*** Source passage Section Begins ***

In January 2013, the Global Polio Eradication Initiative (GPEI) launched the Polio Eradication and Endgame Strategic Plan 2013-2018, which was developed with an approach to tackle both wild and vaccine virus eradication in parallel rather than sequential manner [1]. In the November 2013 meeting, the Strategic Advisory Group of Experts (SAGE) on immunization recommended a global, coordinated withdrawal of the type 2 component of trivalent oral polio vaccine (tOPV) from immunization programmes by April 2016. For countries which use only tOPV in their routine infant immunization programmes, this will require switching from tOPV to bOPV (containing only types 1 and 3) for that purpose [2]. Prior to this switch, SAGE recommends that all countries introduce at least one dose of inactivated poliovirus vaccine (IPV) into their infant immunization schedules as a risk mitigation measure by providing immunity in case a type 2 poliovirus re-emerges or is reintroduced [2]. Initially, the plan stresses the need to introduce IPV at least 6 months in advance to the proposed switch date in order to provide adequate time to enhance population immunity against type 2 [1]. SAGE recommends that one dose of IPV should be administered at or after 14 weeks of age through routine immunization (RI), in addition to the 3-4 doses of OPV. The group also offers flexibility to countries to consider alternative schedules (e.g. earlier IPV administration) based on local conditions; for example, documented risk of vaccine-associated paralytic poliomyelitis (VAPP) prior to 4 months of age [2].

Three main risks are identified following type 2 poliovirus removal. These include immediate time-limited risk of circulating vaccine-derived poliovirus type 2 (cVDPV2) emergence; medium- and long-term risks of type 2 poliovirus re-introduction from a vaccine manufacturing site, research facility, diagnostic laboratory or a bioterrorism event; and spread of virus from rare immune-deficient individuals who are chronically infected with OPV2 [3]. All these risks have the potential to cause substantial polio outbreaks or even re-establishment of polio virus transmission in polio-free regions.

Following SAGE recommendations and GPEI directives, the Government of India (GoI) has taken following decisions regarding polio immunization during implementation of endgame strategies in India:

The GPEI has recommended introduction of IPV in RI well-before (i.e. six months prior) to the proposed ‘switch’ in order to raise population immunity against type 2 [1]. The committee has reviewed the practical aspects of this decision and concludes that the impact of IPV would not be significant in raising population immunity against type 2 virus before the ‘switch’. There are many states that have not yet introduced IPV in their immunization schedules. On the other hand, there is no data regarding the coverage of single dose of IPV from the Indian states that have already introduced the vaccine. The ‘population immunity’ is a product of IPV immunogenicity and coverage. Hence, the immunity provided by tOPV, through RI and supplementary immunization activities (SIAs) would ultimately determine the population immunity against type 2 poliovirus prior to proposed global switch to bOPV from tOPV. The committee believes that a high performance round with tOPV would have benefitted more than IPV introduction to raise population immunity against type 2 before the switch. In recent trials, tOPV is found to be more immunogenic than IPV against type 2 poliovirus [7].

*** Source passage Section Ends ***
*** Given entries Section Begins ***

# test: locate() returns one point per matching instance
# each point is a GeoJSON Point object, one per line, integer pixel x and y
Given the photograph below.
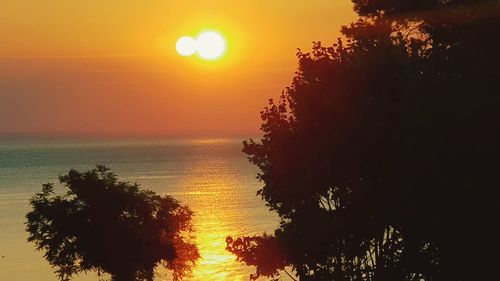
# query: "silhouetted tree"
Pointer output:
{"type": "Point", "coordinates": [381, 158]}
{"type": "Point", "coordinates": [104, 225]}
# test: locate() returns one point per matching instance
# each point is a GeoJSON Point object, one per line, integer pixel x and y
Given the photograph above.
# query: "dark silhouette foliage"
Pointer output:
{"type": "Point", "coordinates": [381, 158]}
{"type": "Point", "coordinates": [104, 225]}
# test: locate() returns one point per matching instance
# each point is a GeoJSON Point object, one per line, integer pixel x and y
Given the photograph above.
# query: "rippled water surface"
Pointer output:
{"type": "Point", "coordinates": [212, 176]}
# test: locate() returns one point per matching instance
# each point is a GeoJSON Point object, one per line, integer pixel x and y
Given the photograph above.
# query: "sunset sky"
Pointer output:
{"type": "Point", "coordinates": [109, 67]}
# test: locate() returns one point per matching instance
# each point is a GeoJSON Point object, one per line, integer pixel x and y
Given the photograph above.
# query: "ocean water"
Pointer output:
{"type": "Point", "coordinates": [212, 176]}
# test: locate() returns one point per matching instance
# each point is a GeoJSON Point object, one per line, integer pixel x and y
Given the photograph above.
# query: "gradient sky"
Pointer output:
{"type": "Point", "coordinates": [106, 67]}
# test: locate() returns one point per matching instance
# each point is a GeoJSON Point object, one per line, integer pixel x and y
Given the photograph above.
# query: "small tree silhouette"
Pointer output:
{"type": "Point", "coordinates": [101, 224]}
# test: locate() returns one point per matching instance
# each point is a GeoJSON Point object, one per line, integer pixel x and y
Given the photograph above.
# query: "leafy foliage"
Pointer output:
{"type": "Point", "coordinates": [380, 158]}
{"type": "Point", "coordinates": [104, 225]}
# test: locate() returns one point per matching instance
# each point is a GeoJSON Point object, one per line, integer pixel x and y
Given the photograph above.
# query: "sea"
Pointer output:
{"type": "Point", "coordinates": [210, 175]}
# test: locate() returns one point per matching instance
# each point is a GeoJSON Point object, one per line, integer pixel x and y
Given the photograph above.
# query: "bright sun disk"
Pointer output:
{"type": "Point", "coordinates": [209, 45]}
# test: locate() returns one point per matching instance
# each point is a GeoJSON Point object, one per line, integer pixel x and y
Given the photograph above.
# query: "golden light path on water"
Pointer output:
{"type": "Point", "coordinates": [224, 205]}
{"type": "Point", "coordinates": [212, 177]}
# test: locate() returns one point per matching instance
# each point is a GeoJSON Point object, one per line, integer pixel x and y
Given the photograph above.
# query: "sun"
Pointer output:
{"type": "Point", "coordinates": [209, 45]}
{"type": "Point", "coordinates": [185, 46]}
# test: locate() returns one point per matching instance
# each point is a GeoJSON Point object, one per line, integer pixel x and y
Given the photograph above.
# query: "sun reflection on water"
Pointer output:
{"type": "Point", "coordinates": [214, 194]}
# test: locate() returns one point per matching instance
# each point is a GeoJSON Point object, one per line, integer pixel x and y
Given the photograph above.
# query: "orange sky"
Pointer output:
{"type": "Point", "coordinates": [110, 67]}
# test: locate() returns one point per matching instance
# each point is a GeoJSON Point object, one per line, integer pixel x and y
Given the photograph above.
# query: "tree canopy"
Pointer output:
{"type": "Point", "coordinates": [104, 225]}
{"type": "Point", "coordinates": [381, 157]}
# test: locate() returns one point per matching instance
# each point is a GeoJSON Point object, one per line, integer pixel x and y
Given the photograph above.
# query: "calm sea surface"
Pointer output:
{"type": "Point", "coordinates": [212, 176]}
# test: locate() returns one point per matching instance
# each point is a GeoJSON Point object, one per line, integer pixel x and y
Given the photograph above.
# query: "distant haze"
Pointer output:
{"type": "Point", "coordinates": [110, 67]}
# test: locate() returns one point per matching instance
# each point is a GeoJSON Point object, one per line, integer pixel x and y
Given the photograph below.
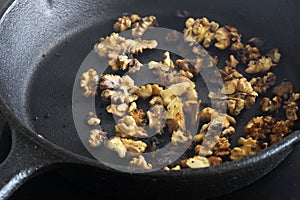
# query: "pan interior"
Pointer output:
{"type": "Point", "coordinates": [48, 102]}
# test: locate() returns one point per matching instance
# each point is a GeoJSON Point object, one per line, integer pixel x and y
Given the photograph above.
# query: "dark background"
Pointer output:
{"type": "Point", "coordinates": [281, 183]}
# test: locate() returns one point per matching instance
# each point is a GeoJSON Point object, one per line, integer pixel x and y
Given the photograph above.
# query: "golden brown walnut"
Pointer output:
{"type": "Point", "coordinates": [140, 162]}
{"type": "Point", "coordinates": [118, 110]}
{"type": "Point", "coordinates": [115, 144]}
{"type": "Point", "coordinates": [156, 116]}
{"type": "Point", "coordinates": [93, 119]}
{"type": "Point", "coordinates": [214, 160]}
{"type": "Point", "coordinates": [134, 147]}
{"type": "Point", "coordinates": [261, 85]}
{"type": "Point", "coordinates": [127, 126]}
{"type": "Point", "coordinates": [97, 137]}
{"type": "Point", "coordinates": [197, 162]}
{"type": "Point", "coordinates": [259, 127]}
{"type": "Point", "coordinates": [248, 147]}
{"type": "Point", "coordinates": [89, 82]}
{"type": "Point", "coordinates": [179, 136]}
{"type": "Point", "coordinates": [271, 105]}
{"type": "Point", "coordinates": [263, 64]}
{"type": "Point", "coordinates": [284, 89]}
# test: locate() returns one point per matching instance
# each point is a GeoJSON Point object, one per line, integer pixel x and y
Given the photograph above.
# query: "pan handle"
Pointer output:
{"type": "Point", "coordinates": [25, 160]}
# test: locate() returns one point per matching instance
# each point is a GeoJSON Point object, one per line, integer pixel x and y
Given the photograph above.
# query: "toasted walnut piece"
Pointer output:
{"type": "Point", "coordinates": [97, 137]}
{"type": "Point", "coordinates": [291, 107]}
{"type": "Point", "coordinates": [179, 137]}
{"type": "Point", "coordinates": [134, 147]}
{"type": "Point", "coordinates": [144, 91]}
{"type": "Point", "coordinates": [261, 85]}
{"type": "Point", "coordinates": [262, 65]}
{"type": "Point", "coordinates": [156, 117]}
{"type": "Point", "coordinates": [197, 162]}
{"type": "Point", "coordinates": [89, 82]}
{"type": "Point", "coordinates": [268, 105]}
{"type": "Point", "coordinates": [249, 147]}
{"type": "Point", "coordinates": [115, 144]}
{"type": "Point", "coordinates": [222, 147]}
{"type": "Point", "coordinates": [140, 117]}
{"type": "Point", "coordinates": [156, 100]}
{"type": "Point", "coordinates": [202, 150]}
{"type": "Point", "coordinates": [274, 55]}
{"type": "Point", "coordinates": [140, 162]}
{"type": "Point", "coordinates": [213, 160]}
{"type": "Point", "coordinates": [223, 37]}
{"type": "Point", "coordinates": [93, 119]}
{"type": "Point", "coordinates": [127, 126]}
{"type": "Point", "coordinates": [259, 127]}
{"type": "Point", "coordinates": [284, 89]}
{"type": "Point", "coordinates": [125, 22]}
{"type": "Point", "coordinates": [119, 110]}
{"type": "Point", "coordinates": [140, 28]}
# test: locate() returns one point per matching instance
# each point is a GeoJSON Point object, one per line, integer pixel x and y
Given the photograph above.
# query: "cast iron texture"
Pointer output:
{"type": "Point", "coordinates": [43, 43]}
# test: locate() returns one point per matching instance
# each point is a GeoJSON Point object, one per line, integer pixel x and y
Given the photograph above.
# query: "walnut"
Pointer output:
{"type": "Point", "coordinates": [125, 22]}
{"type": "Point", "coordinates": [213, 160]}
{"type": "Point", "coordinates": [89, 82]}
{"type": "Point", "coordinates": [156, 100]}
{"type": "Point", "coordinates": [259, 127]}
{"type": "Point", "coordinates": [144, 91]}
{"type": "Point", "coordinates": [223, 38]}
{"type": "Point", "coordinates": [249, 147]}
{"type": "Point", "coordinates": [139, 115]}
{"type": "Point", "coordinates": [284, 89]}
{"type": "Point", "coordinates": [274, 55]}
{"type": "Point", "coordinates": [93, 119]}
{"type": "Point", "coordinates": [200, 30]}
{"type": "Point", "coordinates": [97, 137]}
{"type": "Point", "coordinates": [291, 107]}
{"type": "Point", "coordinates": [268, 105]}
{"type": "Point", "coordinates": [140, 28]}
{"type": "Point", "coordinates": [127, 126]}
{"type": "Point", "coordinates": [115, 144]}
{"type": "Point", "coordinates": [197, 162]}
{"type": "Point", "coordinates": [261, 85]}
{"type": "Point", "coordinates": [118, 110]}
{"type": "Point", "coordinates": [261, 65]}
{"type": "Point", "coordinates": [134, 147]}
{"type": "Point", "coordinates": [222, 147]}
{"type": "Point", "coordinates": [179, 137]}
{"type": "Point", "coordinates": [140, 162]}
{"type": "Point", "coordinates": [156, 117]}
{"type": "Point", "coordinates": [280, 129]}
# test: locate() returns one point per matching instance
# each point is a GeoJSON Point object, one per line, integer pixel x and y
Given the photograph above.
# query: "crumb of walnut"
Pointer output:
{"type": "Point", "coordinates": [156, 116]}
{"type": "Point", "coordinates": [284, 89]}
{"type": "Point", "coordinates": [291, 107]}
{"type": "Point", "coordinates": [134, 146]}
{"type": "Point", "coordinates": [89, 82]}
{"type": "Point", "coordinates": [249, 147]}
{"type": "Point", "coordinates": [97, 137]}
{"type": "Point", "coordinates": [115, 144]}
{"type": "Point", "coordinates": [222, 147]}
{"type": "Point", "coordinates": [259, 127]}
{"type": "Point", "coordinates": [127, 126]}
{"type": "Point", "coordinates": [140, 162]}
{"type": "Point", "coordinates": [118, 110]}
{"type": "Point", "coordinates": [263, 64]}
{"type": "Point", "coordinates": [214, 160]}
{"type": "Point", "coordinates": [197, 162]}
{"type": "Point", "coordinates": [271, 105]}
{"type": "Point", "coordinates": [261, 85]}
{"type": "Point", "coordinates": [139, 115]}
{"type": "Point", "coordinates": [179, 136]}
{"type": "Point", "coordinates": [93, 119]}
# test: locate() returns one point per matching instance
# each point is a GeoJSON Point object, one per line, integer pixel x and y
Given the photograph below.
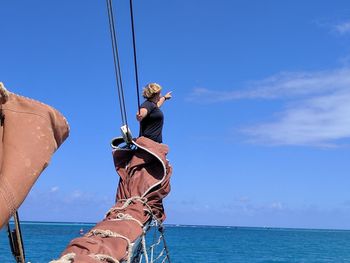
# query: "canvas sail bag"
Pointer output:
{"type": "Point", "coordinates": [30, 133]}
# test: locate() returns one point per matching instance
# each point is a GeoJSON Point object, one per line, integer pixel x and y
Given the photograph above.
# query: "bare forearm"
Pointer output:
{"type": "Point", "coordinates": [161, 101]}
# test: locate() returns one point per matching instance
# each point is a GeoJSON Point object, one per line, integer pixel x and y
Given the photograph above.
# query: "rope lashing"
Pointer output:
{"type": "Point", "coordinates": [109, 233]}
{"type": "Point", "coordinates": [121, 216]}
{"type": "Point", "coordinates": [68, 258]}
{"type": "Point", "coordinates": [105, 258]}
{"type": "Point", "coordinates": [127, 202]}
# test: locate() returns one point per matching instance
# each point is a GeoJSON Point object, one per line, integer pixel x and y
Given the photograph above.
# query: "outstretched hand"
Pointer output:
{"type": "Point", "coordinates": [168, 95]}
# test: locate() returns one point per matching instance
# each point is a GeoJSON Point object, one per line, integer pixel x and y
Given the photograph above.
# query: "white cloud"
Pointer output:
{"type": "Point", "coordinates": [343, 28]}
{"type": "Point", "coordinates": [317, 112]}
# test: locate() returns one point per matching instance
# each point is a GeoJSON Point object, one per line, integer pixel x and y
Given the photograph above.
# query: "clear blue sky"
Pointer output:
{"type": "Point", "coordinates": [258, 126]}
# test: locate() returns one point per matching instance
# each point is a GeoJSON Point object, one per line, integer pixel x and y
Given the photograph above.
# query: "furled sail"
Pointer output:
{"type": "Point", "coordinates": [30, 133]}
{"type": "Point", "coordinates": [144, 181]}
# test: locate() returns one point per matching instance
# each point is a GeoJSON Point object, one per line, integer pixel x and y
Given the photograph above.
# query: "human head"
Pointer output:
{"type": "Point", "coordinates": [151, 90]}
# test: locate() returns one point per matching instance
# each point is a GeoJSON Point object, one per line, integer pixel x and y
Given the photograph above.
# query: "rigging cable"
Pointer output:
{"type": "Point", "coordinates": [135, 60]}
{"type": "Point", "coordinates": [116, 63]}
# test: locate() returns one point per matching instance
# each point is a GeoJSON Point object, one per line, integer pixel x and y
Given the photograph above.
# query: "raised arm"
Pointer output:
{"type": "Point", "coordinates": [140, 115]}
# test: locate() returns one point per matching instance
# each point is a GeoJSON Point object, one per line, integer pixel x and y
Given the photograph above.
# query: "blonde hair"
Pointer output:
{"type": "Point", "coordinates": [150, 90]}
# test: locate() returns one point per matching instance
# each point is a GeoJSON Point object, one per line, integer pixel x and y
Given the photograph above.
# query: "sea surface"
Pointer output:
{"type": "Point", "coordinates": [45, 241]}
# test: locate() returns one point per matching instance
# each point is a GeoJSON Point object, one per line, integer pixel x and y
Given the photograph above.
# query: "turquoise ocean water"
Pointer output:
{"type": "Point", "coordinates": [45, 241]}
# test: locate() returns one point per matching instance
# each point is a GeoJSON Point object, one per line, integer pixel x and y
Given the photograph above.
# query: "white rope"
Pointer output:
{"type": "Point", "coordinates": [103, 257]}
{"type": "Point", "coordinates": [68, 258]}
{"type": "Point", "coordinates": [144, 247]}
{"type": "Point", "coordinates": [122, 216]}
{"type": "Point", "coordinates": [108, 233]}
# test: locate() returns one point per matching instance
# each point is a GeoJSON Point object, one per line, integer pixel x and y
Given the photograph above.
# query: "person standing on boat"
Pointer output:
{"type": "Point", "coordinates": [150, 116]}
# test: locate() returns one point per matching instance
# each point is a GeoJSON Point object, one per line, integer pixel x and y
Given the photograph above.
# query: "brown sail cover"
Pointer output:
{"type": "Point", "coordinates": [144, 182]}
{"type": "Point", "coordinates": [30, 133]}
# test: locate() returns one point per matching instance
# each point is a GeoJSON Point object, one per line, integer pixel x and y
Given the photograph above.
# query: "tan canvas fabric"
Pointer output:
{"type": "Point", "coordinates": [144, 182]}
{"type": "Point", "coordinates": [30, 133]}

*** Given entries Section Ends ***

Work order: Write the next part of the passage on India's polio endgame strategy, starting right after its last sentence.

Response:
The ACVIP has also reviewed the decision to administer a single dose of IM-IPV at 14 weeks. It believes that the combined schedule of bOPV and IPV shall provide adequate protection against type 1 and 3 polioviruses; however, it is the protection against type 2 polioviruses, especially for the children born post-switch that should be the major concern. A single dose of IPV at 14 weeks may not provide adequate seroconversion, especially against type 2 in the vaccinees. The committee reiterates its earlier recommendation that at least two doses of IPV – given at or after 8 weeks of age with 8 week interval – are mandatory to provide adequate seroprotection to all the three serotypes of poliovirus [8]. A recent systematic review conducted on immunogenicity and effectiveness of 1 or 2 doses of IPV vaccine has also reaffirmed ACVIP’s above recommendations. The review concludes that routine immunization with two full or fractional doses of IPV given after 10 weeks of age is likely to protect >80% of recipients against all types of polioviruses [9]. According to this review, one and two full doses of intramuscular IPV seroconverted 41% and 80% subjects, respectively, against serotype 2 [9]. The GPEI’s decision of introducing a single dose of IPV is based on a Cuban study [10] in which 63% of subjects seroconverted to a single dose when given at 4 months of age and among those who did not seroconvert (37%), 98% had a priming response to a subsequent dose of IPV [10]. However, there are certain issues that deserve attention. First, there is no incontrovertible proof of reasonably good seroconversion of single dose of IPV at 14 weeks. In the Cuban trial, the first dose of IPV was given at 4 months, not at 14 weeks. It is not yet clear whether immunological priming after a single dose of IPV is protective against paralytic disease. Another risk would be leaving children ‘unprotected’ against type 2 for first 3-4 months of life. Further, the coverage attained with 14-week IPV dose would be considerably less than at 6 weeks, considering the current ‘drop-out’ rates of DTP 3. A recent study from Bangladesh [7] revealed promising degree of priming with an early (6 week) dose of IPV. The cumulative effect of one dose given at 6 weeks (seroconversion and priming) was seen in 90.2% of subjects [7]. The committee opines that decisions having far reaching impact on global health should have broader evidence base; solely relying on few studies may prove perilous.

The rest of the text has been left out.